> [読解用の抜粋]
★ ★ ★

3度目の結婚で妻になったマーシャが主催者となり、開催された誕生日会。裏では次男ケンダルのCEO就任発表の計画も進められ、めでたいこと続きの1日になるはずだった。しかし、子供たちが家族や恋人とともにプレゼントを持ち寄って一堂に会する席で、ローガンがねだったものは、家族信託にマーシャを加えることの同意書だった。これをめぐり、継母と子供たちの確執が激化。さらにローガンが会長兼CEOの続投を表明したことで、事態は混乱する。堰を切ったように剥き出しになる私利私欲に満ちた闘争心。地位と名声に憑りつかれた泥沼の家族バトルが勃発するのだった。
貪欲な野心と共に、
ロイの名を継いだ怪物たち
“王”を意味する名前“ロイ”を正真正銘の王へと昇華させたローガン・ロイ。3度の結婚経験があるローガンには、長男コナー、次男ケンダル、三男ローマン、長女シヴの4人の子供がいた。メディア界に興味がないコナーは、そうした世界から離れ農園を経営していた。シヴも株主として経営陣に名を連ねてはいるものの、政界で手腕を発揮。本格的に経営に参加していたのは、ケンダルとローマンだった。家族よりも会社に時間を費やしてきたローガン。子は親の鏡というように、子供たちは権力に溺れた怪物と化してゆく。チャリティ晩餐会、感謝祭、結婚式...節目節目に露呈するロイ家の貪欲な野心。欲望がうずまく一族の行く末は...。
大胆に冷血に。
ロイ家に取り入る欲深き女たち
ロイの名を継ぐ男たちにふさわしいのは欲望に正直な女たち。3人目の妻として年老いたローガンに寄り添うマーシャは、十二分に妻としての役割を果たしていたが、そんな彼女を子供たちは信用できずにいた。純粋な愛なのか?それとも...。特にシヴからは鋭い疑いの目を向けられていた。そんな中、持ちあがった家族信託の話。心の内を隠し、したたかに振る舞う彼女が実権を握るのは時間の問題だった...。
次期後継者にならずとも、裕福な生活を送る息子たちに寄ってくる悪女。自然と猜疑心が鍛えられるのかと思いきや、危険な甘い罠にかかってしまった男がいた。長男コナーだ。親子ほど年が離れた若い娼婦ウィラを傍に置き、真剣な関係だと言い張る彼に周囲も呆れ気味。一向に家族の輪に入れてもらえないウィラだったが、コナーへの執着は増すばかり。権力に魅了された女たちこそ、ロイ家最大の敵なのかもしれない...。

★ ★ ★

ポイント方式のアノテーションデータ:
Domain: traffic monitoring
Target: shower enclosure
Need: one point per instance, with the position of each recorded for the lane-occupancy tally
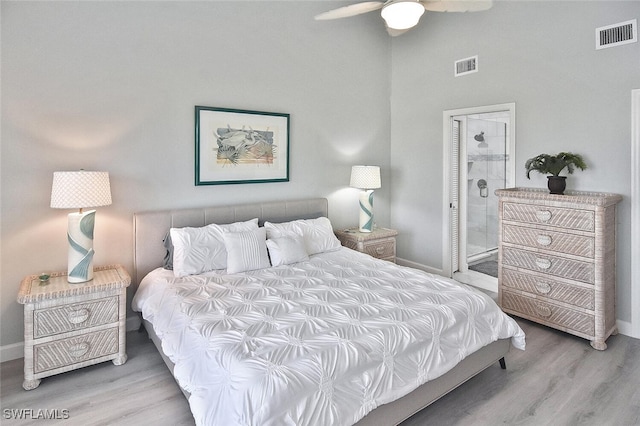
(486, 148)
(486, 141)
(479, 158)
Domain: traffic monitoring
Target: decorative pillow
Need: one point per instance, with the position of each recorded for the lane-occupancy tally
(317, 233)
(287, 250)
(198, 250)
(246, 251)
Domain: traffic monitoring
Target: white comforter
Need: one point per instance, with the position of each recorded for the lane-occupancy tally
(321, 342)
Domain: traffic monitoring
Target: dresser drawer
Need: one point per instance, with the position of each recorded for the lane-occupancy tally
(73, 350)
(548, 313)
(551, 265)
(76, 316)
(578, 245)
(582, 220)
(549, 288)
(381, 249)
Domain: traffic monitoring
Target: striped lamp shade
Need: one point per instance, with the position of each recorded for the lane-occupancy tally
(76, 190)
(365, 177)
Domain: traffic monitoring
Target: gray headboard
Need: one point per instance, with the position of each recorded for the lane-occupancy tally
(150, 228)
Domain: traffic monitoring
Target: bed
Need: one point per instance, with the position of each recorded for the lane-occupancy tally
(336, 337)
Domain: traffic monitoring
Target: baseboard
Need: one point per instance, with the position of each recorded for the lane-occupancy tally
(425, 268)
(16, 350)
(626, 328)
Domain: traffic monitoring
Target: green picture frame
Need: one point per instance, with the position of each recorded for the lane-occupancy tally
(234, 146)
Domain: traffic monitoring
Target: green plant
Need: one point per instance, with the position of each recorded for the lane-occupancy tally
(554, 164)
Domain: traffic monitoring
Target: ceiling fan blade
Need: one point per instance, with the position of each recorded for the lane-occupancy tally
(352, 10)
(457, 5)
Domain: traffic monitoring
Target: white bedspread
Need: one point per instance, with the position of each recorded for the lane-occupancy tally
(321, 342)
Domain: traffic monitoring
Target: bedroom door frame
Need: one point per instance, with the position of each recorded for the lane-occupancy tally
(454, 203)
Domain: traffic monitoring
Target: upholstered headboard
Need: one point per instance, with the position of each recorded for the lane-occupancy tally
(150, 228)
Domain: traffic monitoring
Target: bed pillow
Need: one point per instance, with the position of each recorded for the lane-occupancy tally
(317, 233)
(246, 251)
(198, 250)
(286, 250)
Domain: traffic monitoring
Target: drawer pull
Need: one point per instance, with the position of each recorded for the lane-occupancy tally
(79, 349)
(543, 288)
(79, 316)
(543, 263)
(543, 311)
(543, 215)
(544, 240)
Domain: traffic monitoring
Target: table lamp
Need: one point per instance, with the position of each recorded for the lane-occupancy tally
(366, 178)
(78, 190)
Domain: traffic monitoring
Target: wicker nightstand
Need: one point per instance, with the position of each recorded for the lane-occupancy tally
(69, 326)
(380, 243)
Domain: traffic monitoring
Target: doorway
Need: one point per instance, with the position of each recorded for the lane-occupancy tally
(479, 150)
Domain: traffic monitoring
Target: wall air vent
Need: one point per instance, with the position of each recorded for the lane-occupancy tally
(466, 66)
(617, 34)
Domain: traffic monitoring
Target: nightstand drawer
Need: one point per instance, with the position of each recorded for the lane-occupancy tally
(73, 350)
(547, 313)
(582, 220)
(549, 288)
(385, 248)
(551, 265)
(561, 242)
(76, 316)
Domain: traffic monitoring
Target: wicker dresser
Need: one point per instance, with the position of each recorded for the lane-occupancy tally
(557, 260)
(380, 243)
(69, 326)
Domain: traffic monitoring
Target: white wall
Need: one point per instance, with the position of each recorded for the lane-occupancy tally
(112, 86)
(569, 97)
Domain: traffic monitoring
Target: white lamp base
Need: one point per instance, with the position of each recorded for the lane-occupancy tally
(366, 211)
(80, 238)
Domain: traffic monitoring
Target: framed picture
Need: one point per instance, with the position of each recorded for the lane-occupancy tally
(238, 146)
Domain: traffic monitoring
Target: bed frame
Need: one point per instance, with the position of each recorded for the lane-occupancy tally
(150, 229)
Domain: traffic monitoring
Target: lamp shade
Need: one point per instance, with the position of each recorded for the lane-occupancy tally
(76, 190)
(365, 177)
(402, 14)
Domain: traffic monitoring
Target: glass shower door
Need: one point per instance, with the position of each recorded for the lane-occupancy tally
(486, 172)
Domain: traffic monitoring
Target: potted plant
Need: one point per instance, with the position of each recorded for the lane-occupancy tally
(553, 165)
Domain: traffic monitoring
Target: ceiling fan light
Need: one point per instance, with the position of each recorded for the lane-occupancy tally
(402, 15)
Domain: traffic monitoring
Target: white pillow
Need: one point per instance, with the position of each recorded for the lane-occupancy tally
(246, 251)
(317, 233)
(287, 250)
(198, 250)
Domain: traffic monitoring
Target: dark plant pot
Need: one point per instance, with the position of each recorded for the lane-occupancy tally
(557, 184)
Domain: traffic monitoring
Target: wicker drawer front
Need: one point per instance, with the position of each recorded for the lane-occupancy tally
(61, 319)
(551, 265)
(65, 352)
(549, 288)
(381, 248)
(582, 220)
(561, 242)
(549, 314)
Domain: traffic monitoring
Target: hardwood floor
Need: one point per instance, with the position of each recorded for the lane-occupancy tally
(558, 380)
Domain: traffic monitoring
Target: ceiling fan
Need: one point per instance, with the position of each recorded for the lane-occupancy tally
(402, 15)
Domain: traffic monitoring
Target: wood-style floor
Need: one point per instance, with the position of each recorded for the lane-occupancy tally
(558, 380)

★ ★ ★

> [課題一覧]
A. 抜粋の「3度目の結婚で妻になったマー」から「族バトルが勃発するのだった。」までを、「誕生日会」を「記念パーティー」に入れ替えて書き出してください。
B. 記録のうち「pillow」という文字列を含む行はいくつありますか。数だけを答えてください。
抜粋と記録のあいだに関係はありません。

> [解答一覧]
A.
3度目の結婚で妻になったマーシャが主催者となり、開催された記念パーティー。裏では次男ケンダルのCEO就任発表の計画も進められ、めでたいこと続きの1日になるはずだった。しかし、子供たちが家族や恋人とともにプレゼントを持ち寄って一堂に会する席で、ローガンがねだったものは、家族信託にマーシャを加えることの同意書だった。これをめぐり、継母と子供たちの確執が激化。さらにローガンが会長兼CEOの続投を表明したことで、事態は混乱する。堰を切ったように剥き出しになる私利私欲に満ちた闘争心。地位と名声に憑りつかれた泥沼の家族バトルが勃発するのだった。

B. 3